> _GIVEN PROBLEM_:
Rewrite the lines from the start of the records through the line containing "column 258, row 88", changing "thickest" to "widest" and leaving everything else unchanged.

> _TASK DATA_:
————

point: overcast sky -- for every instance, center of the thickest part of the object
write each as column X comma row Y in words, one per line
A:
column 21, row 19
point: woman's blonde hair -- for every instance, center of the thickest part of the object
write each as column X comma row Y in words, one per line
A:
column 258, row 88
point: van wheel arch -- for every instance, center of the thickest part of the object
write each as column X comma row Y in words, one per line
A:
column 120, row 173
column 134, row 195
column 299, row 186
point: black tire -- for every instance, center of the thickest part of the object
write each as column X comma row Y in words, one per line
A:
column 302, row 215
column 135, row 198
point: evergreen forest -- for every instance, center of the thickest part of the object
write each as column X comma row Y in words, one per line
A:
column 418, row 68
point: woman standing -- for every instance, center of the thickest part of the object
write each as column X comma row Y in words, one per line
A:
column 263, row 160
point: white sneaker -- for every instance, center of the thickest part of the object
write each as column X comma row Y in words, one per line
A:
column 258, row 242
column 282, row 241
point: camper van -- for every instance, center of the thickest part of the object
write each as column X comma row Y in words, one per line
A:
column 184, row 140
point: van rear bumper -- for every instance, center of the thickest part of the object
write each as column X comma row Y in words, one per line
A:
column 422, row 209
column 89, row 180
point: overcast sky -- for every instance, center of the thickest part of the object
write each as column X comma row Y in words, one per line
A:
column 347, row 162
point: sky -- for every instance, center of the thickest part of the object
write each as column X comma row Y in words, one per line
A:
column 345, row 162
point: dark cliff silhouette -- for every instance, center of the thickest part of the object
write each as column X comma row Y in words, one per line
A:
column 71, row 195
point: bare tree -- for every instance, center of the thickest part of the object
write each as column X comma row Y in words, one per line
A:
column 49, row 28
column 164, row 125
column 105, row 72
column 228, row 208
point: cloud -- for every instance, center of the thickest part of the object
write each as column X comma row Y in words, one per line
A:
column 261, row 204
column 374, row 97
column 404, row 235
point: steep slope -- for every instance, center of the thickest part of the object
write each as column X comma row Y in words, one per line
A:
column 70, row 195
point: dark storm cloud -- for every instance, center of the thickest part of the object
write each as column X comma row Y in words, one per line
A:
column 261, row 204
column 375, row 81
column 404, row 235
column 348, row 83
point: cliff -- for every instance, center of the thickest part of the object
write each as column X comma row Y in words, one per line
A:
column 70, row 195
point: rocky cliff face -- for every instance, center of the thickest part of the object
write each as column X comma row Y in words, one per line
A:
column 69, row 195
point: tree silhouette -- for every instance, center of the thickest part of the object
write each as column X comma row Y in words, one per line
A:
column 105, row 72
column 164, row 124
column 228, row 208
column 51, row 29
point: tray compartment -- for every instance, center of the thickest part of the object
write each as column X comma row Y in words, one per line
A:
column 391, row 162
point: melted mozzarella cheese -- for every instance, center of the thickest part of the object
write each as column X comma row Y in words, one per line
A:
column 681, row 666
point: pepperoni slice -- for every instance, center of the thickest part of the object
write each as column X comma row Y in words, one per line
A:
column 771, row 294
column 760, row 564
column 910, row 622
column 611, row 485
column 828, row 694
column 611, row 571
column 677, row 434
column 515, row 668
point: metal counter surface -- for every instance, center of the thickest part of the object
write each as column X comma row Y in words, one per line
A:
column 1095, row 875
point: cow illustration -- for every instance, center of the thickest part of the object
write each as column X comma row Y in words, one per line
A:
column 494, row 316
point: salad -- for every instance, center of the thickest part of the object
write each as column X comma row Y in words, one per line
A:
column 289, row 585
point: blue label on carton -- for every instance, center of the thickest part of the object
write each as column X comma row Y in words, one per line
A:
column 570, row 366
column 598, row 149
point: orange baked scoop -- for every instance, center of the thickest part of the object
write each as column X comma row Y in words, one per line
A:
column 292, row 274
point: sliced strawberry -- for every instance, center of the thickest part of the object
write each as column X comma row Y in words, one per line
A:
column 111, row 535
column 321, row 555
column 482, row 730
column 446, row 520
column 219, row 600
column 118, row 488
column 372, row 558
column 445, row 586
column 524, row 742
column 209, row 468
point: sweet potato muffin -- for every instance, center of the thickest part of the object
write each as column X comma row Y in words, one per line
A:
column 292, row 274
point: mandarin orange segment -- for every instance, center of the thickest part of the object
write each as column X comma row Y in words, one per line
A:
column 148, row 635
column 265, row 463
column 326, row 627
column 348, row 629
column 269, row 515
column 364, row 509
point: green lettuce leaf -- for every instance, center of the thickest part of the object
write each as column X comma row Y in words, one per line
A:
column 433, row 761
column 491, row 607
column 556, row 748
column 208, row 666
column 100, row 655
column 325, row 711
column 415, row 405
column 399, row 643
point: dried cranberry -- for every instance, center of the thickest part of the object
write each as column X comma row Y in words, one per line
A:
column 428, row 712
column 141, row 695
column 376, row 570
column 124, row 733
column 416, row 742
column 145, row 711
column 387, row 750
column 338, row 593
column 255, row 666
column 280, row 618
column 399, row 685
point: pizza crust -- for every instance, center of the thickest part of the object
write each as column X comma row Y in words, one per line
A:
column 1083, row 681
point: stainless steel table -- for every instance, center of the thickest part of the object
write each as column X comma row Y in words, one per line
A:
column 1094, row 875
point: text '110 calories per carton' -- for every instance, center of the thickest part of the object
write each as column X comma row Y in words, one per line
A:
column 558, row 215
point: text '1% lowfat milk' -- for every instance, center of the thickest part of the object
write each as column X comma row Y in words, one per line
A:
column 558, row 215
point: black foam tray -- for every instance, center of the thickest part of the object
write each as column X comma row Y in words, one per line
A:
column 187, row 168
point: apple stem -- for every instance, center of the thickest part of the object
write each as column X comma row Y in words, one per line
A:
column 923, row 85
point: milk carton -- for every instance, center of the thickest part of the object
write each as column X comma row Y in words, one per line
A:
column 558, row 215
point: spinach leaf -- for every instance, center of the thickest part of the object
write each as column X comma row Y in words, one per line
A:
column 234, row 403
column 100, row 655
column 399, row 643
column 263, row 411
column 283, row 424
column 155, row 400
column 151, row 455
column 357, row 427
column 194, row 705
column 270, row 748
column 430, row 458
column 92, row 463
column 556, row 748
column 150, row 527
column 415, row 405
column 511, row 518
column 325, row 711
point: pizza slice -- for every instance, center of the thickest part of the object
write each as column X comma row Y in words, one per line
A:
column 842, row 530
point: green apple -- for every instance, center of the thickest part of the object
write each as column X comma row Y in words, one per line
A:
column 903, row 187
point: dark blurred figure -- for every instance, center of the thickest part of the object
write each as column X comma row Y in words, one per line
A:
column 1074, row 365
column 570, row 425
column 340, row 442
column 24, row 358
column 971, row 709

————

> _TASK RESULT_:
point: overcast sky -- for every instance, center of the widest part of the object
write each as column X comma row Y in words, one per line
A:
column 21, row 19
point: woman's blonde hair -- for every instance, center of the widest part of the object
write each as column X comma row Y in words, one per line
A:
column 258, row 88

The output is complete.